__SHORT TASK__
Output every line of the entries from the line containing "the sheep ear" through the last, exactly, with no other content.

Excerpt from a dataset:
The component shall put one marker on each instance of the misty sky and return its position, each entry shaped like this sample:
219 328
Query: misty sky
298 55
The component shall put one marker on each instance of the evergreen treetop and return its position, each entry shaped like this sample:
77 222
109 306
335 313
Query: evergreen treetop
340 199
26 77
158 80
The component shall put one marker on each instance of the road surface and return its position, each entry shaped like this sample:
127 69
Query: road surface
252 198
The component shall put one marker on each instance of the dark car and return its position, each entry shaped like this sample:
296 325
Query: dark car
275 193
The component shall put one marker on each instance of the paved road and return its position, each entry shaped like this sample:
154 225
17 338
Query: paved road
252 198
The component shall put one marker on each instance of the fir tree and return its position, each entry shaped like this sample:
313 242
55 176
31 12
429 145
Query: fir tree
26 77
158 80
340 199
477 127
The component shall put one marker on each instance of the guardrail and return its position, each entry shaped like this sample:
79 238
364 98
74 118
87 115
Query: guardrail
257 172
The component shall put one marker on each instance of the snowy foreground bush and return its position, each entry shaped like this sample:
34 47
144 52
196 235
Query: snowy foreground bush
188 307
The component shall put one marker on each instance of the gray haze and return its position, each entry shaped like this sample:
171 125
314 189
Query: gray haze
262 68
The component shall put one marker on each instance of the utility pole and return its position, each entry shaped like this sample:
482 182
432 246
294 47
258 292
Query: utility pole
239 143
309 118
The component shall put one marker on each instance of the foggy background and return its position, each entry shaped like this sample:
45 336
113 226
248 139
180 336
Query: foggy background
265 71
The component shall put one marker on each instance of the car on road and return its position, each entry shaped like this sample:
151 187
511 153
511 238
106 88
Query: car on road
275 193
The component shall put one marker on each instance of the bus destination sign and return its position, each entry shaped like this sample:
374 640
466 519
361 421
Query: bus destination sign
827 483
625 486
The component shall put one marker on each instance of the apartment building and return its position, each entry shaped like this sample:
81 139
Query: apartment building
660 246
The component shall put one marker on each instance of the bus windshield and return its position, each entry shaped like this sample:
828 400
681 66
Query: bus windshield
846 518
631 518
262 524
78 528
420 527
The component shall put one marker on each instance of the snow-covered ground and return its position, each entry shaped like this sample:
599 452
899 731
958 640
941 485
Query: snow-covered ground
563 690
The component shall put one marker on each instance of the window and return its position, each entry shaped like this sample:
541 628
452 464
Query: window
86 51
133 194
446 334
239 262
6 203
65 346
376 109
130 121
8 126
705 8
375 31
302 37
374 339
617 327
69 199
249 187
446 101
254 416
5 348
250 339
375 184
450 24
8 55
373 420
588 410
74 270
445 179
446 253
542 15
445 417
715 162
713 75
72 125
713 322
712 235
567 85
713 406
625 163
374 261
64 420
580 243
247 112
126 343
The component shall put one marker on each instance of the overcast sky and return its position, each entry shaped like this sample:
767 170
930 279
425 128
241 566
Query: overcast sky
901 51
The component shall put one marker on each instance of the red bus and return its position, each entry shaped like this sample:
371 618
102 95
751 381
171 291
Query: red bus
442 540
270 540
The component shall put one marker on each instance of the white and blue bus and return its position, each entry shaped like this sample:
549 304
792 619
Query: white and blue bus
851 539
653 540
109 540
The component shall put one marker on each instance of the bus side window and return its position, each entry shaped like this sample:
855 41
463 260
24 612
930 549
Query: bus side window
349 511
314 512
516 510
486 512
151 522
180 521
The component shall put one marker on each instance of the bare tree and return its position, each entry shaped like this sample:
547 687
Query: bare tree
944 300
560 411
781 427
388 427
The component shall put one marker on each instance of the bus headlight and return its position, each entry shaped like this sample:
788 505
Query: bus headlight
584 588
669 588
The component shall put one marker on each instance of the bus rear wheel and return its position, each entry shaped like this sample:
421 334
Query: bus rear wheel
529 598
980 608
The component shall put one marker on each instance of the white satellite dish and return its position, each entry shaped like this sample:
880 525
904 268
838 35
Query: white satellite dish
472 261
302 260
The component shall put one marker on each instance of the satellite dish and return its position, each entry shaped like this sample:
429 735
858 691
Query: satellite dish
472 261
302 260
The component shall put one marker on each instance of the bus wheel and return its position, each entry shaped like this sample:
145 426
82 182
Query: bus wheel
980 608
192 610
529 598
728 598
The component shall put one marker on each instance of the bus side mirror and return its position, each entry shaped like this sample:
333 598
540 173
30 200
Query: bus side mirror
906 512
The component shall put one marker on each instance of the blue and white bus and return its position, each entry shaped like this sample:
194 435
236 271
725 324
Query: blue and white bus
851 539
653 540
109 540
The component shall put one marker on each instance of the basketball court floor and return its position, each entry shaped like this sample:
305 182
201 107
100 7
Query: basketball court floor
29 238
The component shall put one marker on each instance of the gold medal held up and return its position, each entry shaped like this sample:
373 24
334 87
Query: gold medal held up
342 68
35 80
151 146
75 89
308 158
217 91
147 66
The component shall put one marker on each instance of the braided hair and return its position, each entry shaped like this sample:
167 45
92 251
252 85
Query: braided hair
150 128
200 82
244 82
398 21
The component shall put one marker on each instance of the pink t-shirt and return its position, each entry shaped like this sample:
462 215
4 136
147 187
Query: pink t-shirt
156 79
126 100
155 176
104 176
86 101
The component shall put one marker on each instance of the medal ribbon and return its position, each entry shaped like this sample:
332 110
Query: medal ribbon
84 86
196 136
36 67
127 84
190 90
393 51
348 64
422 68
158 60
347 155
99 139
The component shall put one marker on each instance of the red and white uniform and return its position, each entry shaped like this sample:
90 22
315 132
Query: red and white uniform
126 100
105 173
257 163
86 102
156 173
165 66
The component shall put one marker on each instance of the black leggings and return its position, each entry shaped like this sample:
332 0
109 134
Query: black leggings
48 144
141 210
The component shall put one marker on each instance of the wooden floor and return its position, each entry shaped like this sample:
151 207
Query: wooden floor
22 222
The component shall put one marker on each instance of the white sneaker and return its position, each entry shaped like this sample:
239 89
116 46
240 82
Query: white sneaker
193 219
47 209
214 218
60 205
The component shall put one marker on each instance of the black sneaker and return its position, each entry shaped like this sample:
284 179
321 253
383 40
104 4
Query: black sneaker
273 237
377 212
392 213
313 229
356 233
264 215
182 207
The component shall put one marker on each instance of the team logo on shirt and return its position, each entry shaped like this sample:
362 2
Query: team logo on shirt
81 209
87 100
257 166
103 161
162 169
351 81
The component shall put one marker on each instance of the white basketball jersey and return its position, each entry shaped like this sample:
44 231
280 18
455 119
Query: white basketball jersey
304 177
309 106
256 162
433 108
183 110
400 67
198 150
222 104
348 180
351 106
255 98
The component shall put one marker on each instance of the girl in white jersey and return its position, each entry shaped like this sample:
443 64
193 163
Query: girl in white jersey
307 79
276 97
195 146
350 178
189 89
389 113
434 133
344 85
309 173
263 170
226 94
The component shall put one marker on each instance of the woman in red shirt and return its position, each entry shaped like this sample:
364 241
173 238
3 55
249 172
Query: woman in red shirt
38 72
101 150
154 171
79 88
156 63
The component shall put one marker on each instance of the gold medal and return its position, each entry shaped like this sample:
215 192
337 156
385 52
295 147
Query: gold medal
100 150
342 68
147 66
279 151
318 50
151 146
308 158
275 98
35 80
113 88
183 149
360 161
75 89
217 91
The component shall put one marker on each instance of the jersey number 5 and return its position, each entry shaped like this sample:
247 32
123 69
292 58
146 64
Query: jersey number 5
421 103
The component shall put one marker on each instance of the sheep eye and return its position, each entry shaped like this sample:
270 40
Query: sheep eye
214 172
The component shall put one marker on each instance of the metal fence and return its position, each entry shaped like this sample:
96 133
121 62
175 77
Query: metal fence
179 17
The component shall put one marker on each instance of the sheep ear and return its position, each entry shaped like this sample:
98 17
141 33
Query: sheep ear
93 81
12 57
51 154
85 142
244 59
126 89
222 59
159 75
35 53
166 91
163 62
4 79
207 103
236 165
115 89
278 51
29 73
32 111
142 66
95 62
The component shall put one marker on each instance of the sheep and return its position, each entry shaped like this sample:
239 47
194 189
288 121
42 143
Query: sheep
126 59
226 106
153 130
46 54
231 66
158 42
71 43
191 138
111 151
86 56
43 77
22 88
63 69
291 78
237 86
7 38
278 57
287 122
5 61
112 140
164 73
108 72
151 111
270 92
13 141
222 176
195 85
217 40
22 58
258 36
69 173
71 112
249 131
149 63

__THE RESPONSE__
The component shall put one marker on each instance of the sheep ear and return its position, each entry shaped like this sample:
98 17
141 33
Query: sheep ear
93 81
12 57
51 154
85 142
244 59
126 89
222 59
159 75
35 53
166 91
163 62
4 79
207 103
236 165
115 89
278 51
29 73
32 111
142 66
95 62
The component shall put one marker on each instance of the sheep and return its position, each entry shaped like this sample:
239 47
194 189
288 121
42 143
Query: sheep
126 59
226 106
153 130
46 54
231 66
158 42
71 43
191 138
111 151
86 56
43 77
22 88
63 69
291 78
237 86
7 38
278 57
287 122
5 61
112 140
164 73
108 72
151 111
270 92
13 141
222 176
195 85
217 40
22 58
258 36
69 173
71 112
249 131
149 63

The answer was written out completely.